▶ [To be done]: Copy out every line of the entries below, scaling only the coordinates on the lines that begin with {"points" by 2.1 and rounding each to a whole number, with halves going up. Keep all other lines unchanged, and leave out the picture lines.

▶ [Pointing dataset excerpts]:
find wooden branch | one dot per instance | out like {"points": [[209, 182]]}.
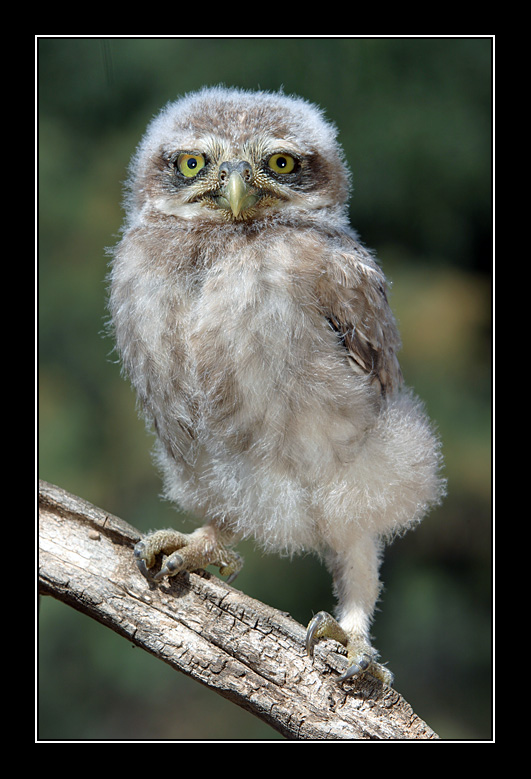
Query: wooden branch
{"points": [[241, 648]]}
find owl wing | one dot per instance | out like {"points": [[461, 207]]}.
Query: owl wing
{"points": [[353, 297]]}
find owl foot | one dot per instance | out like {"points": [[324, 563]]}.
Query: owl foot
{"points": [[361, 655], [186, 552]]}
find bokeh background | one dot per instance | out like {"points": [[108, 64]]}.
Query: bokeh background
{"points": [[415, 121]]}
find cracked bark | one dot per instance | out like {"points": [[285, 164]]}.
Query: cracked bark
{"points": [[243, 649]]}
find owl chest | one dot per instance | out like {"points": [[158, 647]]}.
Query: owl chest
{"points": [[242, 327]]}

▶ [The solution]:
find wooden branch | one dot per instance | out like {"points": [[209, 182]]}.
Query: wooden branch
{"points": [[506, 1361]]}
find owl wing | one dot per instance | out like {"points": [[461, 207]]}.
Query: owl wing
{"points": [[741, 624]]}
find owl foot | one dot per instance | out like {"points": [[324, 563]]}.
Query: owl foot
{"points": [[758, 1376], [391, 1159]]}
find bokeh background | one dot per instance | out like {"points": [[108, 64]]}.
Query: bokeh background
{"points": [[872, 254]]}
find cracked bark | one dot per instance | out like {"points": [[285, 164]]}.
Query: cracked bark
{"points": [[510, 1363]]}
find owl chest | one dot per instance | out like {"points": [[158, 647]]}.
Query: owl chest
{"points": [[508, 687]]}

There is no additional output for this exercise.